Given text below:

Author: Kate H. Gamble, Senior Editor
Social networking sites like Facebook and YouTube can be powerful platforms to deliver and receive health information, especially for patients and caregivers looking to connect and share experiences with others with similar medical issues. However, these sites may lack patient-centered information and can also be sources of misleading content that could potentially do more harm than good, according to the results of two studies
presented at the American College of Gastroenterology’s 76th Annual Scientific meeting in Washington, DC.
In the first study, researchers from the Mayo Clinic in Florida found that social media is an important resource for patients and their caregivers who are facing important treatment decisions after being diagnosed with esophageal cancer and need guidance in managing difficult nutritional and lifestyle issues following surgery.
Few patient-centered resources are available for this patient population, according to Herbert Wolfsen, MD. The goal of the project was to establish an online community through a Facebook group to help patients and families cope with surgical and post-operative challenges, and help promote disease awareness and esophageal cancer research advocacy in the community.
According to the authors, “connections facilitated through this group have often led to more contact offline to share their personal experiences and information regarding diagnosis and treatment from the perspective of the patient and their family.”
The Mayo Clinic’s interactive Facebook group, which was created 3 years ago to bring together a geographically diverse group of esophageal cancer survivors, allows “patients who may otherwise not have the support they need to connect with others who share their medical concerns,” said Dr. Wolfsen.
The group also provides members with resources including access to new medical information via text postings and links to video content featured on the Mayo Clinic YouTube channel, schedules of group meetings, treatment options and advice and support for patients, family and caregivers during recovery.
In a second study, researchers at the Cleveland Clinic Foundation analyzed the top 100 most viewed videos relating to inflammatory bowel disease (IBD) for content, popularity, and reliability as a source of patient education information. They found that although YouTube can be a powerful tool for patient education and support, overall IBD content posted on the site was poor.
“Clinicians and their patients need to be aware of misleading information posted by patients or particularly by pharmaceutical companies who often post videos to make it seem like they are coming from a patient when in actuality it is a company advertisement,” said researcher Saurabh Mukewar, MD. “These sources are not transparent.”
Because patients with IBD respond differently to various treatments, disease management is often challenging, according to Dr. Mukewar, who said that many patients are constantly searching for new information on IBD and seek out the support of others with the condition, looking specifically for the kind of first-hand patient experience information that their doctors cannot provide. In fact, “recent reports state that 55% of IBD patients are not satisfied with the information provided at time of their disease diagnosis and more than 50% of IBD patients turn to the Internet as a source of information for IBD,” said Dr. Mukewar.
Both Dr. Wolfsen and Dr. Mukewar agree that Internet and social media can benefit patients and enhance their care. However, Dr. Mukewar is worried that patients with IBD may get misleading information via YouTube that could be harmful to their health.
He encourages physicians who have health conditions to post videos about their experience on YouTube, which would provide a resource that is not only medically correct and credible, but also contains the first-hand experience that patients search for online. “YouTube is a powerful platform to deliver and receive healthcare information, but healthcare providers and professional societies need to provide more educational and efficient materials using this powerful tool to counteract misleading information,” said Dr. Mukewar.

End of Given text.
Supplied entries below:

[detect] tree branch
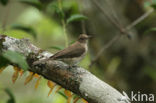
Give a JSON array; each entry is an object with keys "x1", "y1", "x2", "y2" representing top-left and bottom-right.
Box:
[{"x1": 0, "y1": 35, "x2": 127, "y2": 103}]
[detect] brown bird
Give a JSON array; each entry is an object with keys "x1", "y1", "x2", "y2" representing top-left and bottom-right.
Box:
[{"x1": 49, "y1": 34, "x2": 91, "y2": 66}]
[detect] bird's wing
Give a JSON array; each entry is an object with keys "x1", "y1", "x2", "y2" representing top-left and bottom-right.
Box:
[{"x1": 51, "y1": 42, "x2": 85, "y2": 59}]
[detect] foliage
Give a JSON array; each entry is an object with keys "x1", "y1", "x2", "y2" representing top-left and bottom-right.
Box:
[
  {"x1": 67, "y1": 14, "x2": 87, "y2": 24},
  {"x1": 2, "y1": 51, "x2": 29, "y2": 70},
  {"x1": 0, "y1": 0, "x2": 9, "y2": 6},
  {"x1": 11, "y1": 24, "x2": 37, "y2": 39},
  {"x1": 5, "y1": 88, "x2": 16, "y2": 103}
]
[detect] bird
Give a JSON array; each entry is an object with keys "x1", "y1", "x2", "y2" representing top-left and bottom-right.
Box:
[{"x1": 49, "y1": 34, "x2": 91, "y2": 66}]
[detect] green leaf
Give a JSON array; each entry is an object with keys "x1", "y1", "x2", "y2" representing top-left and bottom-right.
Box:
[
  {"x1": 0, "y1": 0, "x2": 9, "y2": 6},
  {"x1": 0, "y1": 55, "x2": 9, "y2": 69},
  {"x1": 2, "y1": 51, "x2": 29, "y2": 71},
  {"x1": 11, "y1": 24, "x2": 37, "y2": 39},
  {"x1": 58, "y1": 91, "x2": 68, "y2": 99},
  {"x1": 67, "y1": 14, "x2": 87, "y2": 24},
  {"x1": 19, "y1": 0, "x2": 42, "y2": 10},
  {"x1": 51, "y1": 3, "x2": 65, "y2": 19},
  {"x1": 151, "y1": 4, "x2": 156, "y2": 10},
  {"x1": 144, "y1": 27, "x2": 156, "y2": 34},
  {"x1": 5, "y1": 88, "x2": 16, "y2": 103},
  {"x1": 49, "y1": 46, "x2": 64, "y2": 50}
]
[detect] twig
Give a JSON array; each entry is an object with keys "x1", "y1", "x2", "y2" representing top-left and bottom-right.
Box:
[
  {"x1": 91, "y1": 0, "x2": 122, "y2": 30},
  {"x1": 0, "y1": 35, "x2": 129, "y2": 103},
  {"x1": 58, "y1": 0, "x2": 68, "y2": 47},
  {"x1": 89, "y1": 5, "x2": 154, "y2": 68},
  {"x1": 2, "y1": 5, "x2": 11, "y2": 32},
  {"x1": 125, "y1": 9, "x2": 154, "y2": 30},
  {"x1": 89, "y1": 35, "x2": 121, "y2": 68}
]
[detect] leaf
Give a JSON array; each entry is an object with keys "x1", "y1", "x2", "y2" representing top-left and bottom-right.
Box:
[
  {"x1": 24, "y1": 72, "x2": 34, "y2": 85},
  {"x1": 0, "y1": 55, "x2": 9, "y2": 68},
  {"x1": 11, "y1": 24, "x2": 37, "y2": 39},
  {"x1": 2, "y1": 51, "x2": 29, "y2": 70},
  {"x1": 67, "y1": 14, "x2": 87, "y2": 24},
  {"x1": 49, "y1": 46, "x2": 64, "y2": 50},
  {"x1": 5, "y1": 88, "x2": 16, "y2": 103},
  {"x1": 51, "y1": 3, "x2": 65, "y2": 19},
  {"x1": 0, "y1": 0, "x2": 9, "y2": 6},
  {"x1": 20, "y1": 0, "x2": 43, "y2": 10},
  {"x1": 151, "y1": 4, "x2": 156, "y2": 10},
  {"x1": 144, "y1": 27, "x2": 156, "y2": 34},
  {"x1": 58, "y1": 91, "x2": 68, "y2": 99}
]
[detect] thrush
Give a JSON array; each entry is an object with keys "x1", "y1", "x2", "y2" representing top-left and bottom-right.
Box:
[{"x1": 49, "y1": 34, "x2": 91, "y2": 66}]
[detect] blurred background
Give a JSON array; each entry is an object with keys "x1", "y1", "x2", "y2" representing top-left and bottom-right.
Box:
[{"x1": 0, "y1": 0, "x2": 156, "y2": 103}]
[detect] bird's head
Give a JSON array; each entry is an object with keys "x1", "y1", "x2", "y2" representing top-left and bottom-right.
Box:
[{"x1": 78, "y1": 34, "x2": 91, "y2": 43}]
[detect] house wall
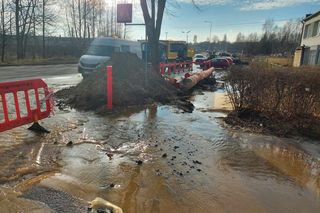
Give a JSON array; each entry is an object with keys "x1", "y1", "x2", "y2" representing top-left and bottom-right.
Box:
[{"x1": 301, "y1": 14, "x2": 320, "y2": 65}]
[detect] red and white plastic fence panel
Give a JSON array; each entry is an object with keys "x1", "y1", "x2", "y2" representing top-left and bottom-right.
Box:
[
  {"x1": 0, "y1": 79, "x2": 53, "y2": 132},
  {"x1": 160, "y1": 60, "x2": 212, "y2": 75}
]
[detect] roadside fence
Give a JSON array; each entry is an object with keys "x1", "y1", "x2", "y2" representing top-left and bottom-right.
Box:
[
  {"x1": 0, "y1": 79, "x2": 53, "y2": 132},
  {"x1": 160, "y1": 60, "x2": 212, "y2": 75}
]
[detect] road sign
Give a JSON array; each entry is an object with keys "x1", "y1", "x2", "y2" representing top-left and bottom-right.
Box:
[{"x1": 117, "y1": 4, "x2": 132, "y2": 23}]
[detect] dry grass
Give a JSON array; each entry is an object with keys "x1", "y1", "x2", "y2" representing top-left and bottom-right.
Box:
[{"x1": 226, "y1": 64, "x2": 320, "y2": 138}]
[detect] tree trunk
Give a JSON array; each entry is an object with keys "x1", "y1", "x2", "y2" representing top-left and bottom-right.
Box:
[
  {"x1": 140, "y1": 0, "x2": 166, "y2": 73},
  {"x1": 14, "y1": 0, "x2": 22, "y2": 59}
]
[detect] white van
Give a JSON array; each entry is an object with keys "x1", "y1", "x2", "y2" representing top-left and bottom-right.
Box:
[{"x1": 78, "y1": 37, "x2": 142, "y2": 77}]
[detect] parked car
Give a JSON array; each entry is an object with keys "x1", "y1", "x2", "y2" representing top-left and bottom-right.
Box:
[
  {"x1": 211, "y1": 58, "x2": 230, "y2": 69},
  {"x1": 223, "y1": 57, "x2": 233, "y2": 66},
  {"x1": 193, "y1": 54, "x2": 207, "y2": 64},
  {"x1": 78, "y1": 37, "x2": 142, "y2": 78}
]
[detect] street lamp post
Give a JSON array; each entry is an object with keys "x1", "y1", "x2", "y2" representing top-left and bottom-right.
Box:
[
  {"x1": 204, "y1": 21, "x2": 212, "y2": 51},
  {"x1": 182, "y1": 30, "x2": 191, "y2": 44}
]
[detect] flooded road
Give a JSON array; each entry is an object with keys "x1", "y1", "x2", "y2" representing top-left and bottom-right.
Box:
[{"x1": 0, "y1": 74, "x2": 320, "y2": 213}]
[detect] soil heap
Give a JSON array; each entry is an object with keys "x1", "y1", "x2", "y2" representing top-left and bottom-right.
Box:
[{"x1": 56, "y1": 53, "x2": 178, "y2": 110}]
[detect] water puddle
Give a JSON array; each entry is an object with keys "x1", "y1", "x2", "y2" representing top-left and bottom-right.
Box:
[{"x1": 0, "y1": 78, "x2": 320, "y2": 212}]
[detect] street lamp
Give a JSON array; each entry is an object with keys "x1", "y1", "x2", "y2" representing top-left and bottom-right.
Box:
[
  {"x1": 204, "y1": 21, "x2": 212, "y2": 43},
  {"x1": 182, "y1": 30, "x2": 191, "y2": 44},
  {"x1": 204, "y1": 21, "x2": 212, "y2": 51}
]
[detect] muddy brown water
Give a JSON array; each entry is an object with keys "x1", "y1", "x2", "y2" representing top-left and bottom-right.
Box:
[{"x1": 0, "y1": 74, "x2": 320, "y2": 213}]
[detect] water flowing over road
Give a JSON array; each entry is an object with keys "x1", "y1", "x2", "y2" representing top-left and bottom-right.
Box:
[{"x1": 0, "y1": 69, "x2": 320, "y2": 213}]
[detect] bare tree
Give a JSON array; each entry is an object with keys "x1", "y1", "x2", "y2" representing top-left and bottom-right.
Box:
[{"x1": 140, "y1": 0, "x2": 166, "y2": 72}]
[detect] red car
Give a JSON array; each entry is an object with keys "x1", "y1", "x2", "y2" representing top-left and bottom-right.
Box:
[{"x1": 211, "y1": 58, "x2": 231, "y2": 69}]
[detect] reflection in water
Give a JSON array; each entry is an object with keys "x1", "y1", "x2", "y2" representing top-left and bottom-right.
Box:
[{"x1": 0, "y1": 91, "x2": 320, "y2": 213}]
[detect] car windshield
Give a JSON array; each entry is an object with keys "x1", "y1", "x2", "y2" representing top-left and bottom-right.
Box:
[{"x1": 86, "y1": 45, "x2": 116, "y2": 57}]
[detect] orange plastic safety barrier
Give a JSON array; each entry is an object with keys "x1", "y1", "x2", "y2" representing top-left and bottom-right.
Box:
[{"x1": 0, "y1": 79, "x2": 53, "y2": 132}]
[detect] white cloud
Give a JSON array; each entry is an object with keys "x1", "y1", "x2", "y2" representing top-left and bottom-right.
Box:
[
  {"x1": 240, "y1": 0, "x2": 319, "y2": 11},
  {"x1": 177, "y1": 0, "x2": 319, "y2": 11},
  {"x1": 177, "y1": 0, "x2": 234, "y2": 6}
]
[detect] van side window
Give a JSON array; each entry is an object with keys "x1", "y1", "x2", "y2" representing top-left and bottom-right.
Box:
[{"x1": 121, "y1": 45, "x2": 130, "y2": 53}]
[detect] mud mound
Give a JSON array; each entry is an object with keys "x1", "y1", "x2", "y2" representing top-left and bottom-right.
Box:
[{"x1": 56, "y1": 53, "x2": 177, "y2": 110}]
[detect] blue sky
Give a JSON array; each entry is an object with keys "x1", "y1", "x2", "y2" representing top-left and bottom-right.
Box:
[{"x1": 129, "y1": 0, "x2": 320, "y2": 42}]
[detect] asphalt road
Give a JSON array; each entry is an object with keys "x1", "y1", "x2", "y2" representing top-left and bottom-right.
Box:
[{"x1": 0, "y1": 64, "x2": 78, "y2": 82}]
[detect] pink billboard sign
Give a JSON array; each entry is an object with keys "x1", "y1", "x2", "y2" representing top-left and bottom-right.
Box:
[{"x1": 117, "y1": 4, "x2": 132, "y2": 23}]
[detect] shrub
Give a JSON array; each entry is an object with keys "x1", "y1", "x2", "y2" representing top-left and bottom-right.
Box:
[{"x1": 226, "y1": 64, "x2": 320, "y2": 119}]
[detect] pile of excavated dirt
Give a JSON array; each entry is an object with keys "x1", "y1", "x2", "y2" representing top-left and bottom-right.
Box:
[{"x1": 56, "y1": 53, "x2": 178, "y2": 110}]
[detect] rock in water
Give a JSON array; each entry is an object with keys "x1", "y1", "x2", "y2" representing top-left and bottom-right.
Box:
[{"x1": 89, "y1": 197, "x2": 123, "y2": 213}]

End of Supplied entries.

Try it:
From the article on social media and health information, output the passage starting at "The Mayo Clinic’s" and ending at "caregivers during recovery.", copied word for word.

Reply:
The Mayo Clinic’s interactive Facebook group, which was created 3 years ago to bring together a geographically diverse group of esophageal cancer survivors, allows “patients who may otherwise not have the support they need to connect with others who share their medical concerns,” said Dr. Wolfsen.
The group also provides members with resources including access to new medical information via text postings and links to video content featured on the Mayo Clinic YouTube channel, schedules of group meetings, treatment options and advice and support for patients, family and caregivers during recovery.